__Exercice 1__: Pour chaque affirmation, indiquez si elle concorde avec le texte sur la crise de 2008 en répondant par oui ou par non et en citant les mots du texte qui tranchent. (a) Bernanke est intervenu devant l’université du Michigan. (b) Les participants connaissent la logique du réel. (c) Le monde actuel est présenté comme disjoint entre la sphère financière et la sphère réelle.
__Exercice 2__: Rédigez la suite du texte sur la crise de 2008, à partir de sa dernière phrase.

──────── Texte de la page

La logique du réel n’est pas connue des participants, ils l’appréhendent avec des théories fausses qui, elles, sont produites par la conjonction du Réel, de l’histoire et le poids des intérêts en place. Ainsi on interprète la crise de 2008, comme une crise du type 1930 puisque l’apprenti pas si sorcier que cela, Bernanke,  qui est aux manettes, est un autoproclamé spécialiste de cette période. Il vient d’ailleurs de le rappeler la semaine passée dans son intervention devant l’université du Michigan.Bernanke a rappelé ses lettres de noblesse et résumé sa conception de la lutte contre la crise : éviter la contraction des agrégats monétaires et venir en aide au système bancaire.

Du réel, pas un mot. Enfin la connaissance de cette crise, les perceptions, sont régies par les pouvoirs en place constitués de l’alliance gouvernements/banques, ce qui, bien entendu, escamote et déforme le savoir qui est produit. Bref, le réel ne se manifeste qu’au travers d’un prisme et ce que l’on voit est déformé. L’ensemble constitué par le Réel, les prismes déformants, les marchés/symptômes constituent un système névrotique dans lequel nous reconnaissons les symptômes de la bipolarité. Etant entendu que le malade bipolaire passe de la morosité dépressive à l’excitation euphorique, rapidement, sans que rien ne vienne le justifier, le malade est maniaco-dépressif. Nous ajoutons, pour être clairs, que le trouble consiste à passer de périodes d’exaltation euphorique où tout va bien, à des phases mélancoliques, voire suicidaires.

Ce qui favorise le symptôme bipolaire, c’est la disjonction, la coupure entre les perceptions et la réalité, la coupure entre le discours et le réel sous-jacent. Dégagée du poids du réel, la pensée et les perceptions peuvent s’adonner librement aux égarements bipolaires. Le monde actuel est coupé en deux, disjoint entre la sphère financière et la sphère réelle, il est encore recoupé en deux entre les peuples et les ultra-riches kleptocrates.

────────────────
──────── Extrait de données

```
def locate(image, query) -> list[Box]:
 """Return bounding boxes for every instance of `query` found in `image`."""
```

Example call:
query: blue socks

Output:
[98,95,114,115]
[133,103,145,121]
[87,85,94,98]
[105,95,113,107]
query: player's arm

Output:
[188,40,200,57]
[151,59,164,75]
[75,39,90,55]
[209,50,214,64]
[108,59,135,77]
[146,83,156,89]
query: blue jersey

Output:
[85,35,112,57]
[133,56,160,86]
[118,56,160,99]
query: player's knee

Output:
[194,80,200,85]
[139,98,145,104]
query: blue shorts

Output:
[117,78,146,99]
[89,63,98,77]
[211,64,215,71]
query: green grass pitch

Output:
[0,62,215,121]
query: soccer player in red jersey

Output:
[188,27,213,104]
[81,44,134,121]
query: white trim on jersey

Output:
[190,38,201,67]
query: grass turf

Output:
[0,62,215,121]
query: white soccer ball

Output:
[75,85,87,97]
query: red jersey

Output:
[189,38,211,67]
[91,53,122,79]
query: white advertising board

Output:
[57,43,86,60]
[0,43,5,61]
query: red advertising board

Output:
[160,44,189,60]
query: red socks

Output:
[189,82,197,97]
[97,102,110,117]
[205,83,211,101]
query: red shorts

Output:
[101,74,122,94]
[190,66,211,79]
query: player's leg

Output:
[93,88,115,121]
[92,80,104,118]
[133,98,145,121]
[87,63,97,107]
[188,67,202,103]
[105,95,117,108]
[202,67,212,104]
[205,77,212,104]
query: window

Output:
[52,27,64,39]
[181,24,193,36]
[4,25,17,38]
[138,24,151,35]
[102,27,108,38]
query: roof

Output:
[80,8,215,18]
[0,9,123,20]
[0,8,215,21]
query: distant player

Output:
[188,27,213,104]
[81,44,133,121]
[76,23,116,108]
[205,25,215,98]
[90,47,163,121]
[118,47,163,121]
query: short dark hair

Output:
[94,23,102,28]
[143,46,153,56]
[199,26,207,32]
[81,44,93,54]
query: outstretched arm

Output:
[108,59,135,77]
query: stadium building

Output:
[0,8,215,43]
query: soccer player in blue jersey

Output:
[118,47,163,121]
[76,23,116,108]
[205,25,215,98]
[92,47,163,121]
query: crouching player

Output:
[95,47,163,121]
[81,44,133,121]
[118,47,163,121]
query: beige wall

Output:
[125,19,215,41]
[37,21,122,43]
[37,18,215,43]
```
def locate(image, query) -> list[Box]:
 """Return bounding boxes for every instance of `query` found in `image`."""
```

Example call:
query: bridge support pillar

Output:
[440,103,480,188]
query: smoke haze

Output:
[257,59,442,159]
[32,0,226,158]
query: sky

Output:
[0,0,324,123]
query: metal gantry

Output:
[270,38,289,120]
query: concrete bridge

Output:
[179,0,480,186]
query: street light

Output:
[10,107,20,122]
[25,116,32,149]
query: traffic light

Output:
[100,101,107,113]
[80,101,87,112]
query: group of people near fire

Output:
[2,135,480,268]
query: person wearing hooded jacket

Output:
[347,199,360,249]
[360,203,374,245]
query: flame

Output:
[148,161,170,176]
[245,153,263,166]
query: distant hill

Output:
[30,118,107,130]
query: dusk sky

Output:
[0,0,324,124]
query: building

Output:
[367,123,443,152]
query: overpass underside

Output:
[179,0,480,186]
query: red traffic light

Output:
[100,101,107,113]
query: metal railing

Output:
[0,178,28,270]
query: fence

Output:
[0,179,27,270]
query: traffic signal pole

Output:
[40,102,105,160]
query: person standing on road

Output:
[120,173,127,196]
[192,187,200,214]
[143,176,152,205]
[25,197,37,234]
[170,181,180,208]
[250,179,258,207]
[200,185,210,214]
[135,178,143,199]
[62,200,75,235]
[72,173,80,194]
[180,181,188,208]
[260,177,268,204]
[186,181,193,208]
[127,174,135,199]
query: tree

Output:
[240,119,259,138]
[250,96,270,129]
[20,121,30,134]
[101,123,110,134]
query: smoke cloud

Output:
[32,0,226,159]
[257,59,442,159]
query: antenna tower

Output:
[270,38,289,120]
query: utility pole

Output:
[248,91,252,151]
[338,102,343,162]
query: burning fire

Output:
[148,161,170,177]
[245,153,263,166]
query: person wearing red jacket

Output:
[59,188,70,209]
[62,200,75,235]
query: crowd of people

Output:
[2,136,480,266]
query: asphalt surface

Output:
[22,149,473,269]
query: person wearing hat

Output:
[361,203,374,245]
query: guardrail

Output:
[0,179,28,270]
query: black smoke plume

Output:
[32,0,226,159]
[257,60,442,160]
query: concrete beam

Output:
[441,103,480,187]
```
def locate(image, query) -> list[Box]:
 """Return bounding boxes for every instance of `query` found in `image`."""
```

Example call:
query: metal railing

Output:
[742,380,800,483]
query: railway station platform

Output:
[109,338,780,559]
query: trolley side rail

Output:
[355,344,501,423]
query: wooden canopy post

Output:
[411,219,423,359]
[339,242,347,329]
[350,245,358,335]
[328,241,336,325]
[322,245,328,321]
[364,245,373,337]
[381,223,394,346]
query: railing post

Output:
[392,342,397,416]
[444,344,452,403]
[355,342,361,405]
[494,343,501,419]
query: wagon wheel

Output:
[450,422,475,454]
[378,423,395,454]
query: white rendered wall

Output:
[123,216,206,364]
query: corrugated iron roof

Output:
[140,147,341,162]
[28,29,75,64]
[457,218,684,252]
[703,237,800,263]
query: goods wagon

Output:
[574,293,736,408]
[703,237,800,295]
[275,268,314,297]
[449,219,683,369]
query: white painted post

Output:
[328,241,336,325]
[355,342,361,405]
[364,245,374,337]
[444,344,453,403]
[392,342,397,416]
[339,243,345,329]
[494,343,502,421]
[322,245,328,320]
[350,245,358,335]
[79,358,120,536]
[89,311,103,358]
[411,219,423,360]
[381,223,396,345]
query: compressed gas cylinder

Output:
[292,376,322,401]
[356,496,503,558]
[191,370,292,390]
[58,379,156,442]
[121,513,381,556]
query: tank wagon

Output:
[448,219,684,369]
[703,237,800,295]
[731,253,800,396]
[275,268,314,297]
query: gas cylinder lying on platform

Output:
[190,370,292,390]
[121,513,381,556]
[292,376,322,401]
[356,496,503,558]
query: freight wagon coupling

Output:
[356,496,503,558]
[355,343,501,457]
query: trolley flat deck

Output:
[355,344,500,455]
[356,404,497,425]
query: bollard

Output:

────────────────

__Réponse attendue 1__:
(a) Oui : « dans son intervention devant l’université du Michigan »
(b) Non : « La logique du réel n’est pas connue des participants »
(c) Oui : « disjoint entre la sphère financière et la sphère réelle »

__Réponse attendue 2__:
Le bipolaire prend des drogues qui, en fait, favorisent la coupure d’avec le réel. Il vit dans son monde. De même, les marchés prennent des drogues monétaires qui produisent  le même effet. Les drogues ne guérissent pas, mais produisent des répits et de temps à autres, elles ont une effet transitif passager sur le réel : non seulement cela va mieux dans la tête, mais cela va un peu mieux dans le monde extérieur. Normal, puisque le monde est influencé par les comportements et les croyances humaines, dans certaines limites. Normal, puisque les psychiatres des Banques Centrales et des gouvernements sont aussi fous que leurs patients et qu’ils ne sortent jamais de leur asile d’aliénés.

Tout ce monde vit dans une bulle, presque sans authentique contact avec le monde extérieur. Du réel, ces gens ne connaissent que les écrits des autres. Nous pensons que nous sommes dans une nouvelle phase de la crise, une phase où les maniaques tentent de prendre le contrôle de la situation. Nous en voyons les symptômes,  nous relevons les discours, nous notons aussi un début de transitivité, l’imaginaire entraîne une relative transitivité qui valide, par les nouvelles, la bouffée d’optimisme. Il se pourrait bien que nous soyons en train de favoriser le gonflement d’une resucée de bulles. Pas une bulle, mais une multitude de bulles en différents endroits et secteurs.

Nous notons pour l’écarter  que les marchés grimpent malgré la menace (fausse selon nous) que constitue le fiscal cliff. Le fiscal cliff est un leurre, nous n’en parlerons pas. Notons aussi, c’est important, que la situation européenne constitue un prisme spécifique qui empêche les Européens de percevoir ce qui se passe ailleurs et singulièrement aux Etats Unis; pessimistes, noirs en Europe, on passe à côté de la bouffée maniaque qui se développe ailleurs. Mais attention, cela n’empêche pas, par la magie de la contagion moutonnière, les marchés de monter.

Le « la » financier est toujours américain, pas besoin de comprendre pour spéculer. Nous notons aussi que les fondamentalistes de long terme du type Shiller ou coefficient Tobin, tentent de rester calmes, malgré les pertes et les absences de performances qu’ils doivent subir. Ceci constitue une réserve de participants à la ruée maniaque. Nous reprécisons que ce que nous suivons, c’est le marché directeur mondial, le S&P 500. Celui-ci vient de terminer la semaine au 18 Janvier au plus haut de 5 ans. On a franchi le signal technique haussier des 1475, la route est libre. On est à 5% seulement des records historiques.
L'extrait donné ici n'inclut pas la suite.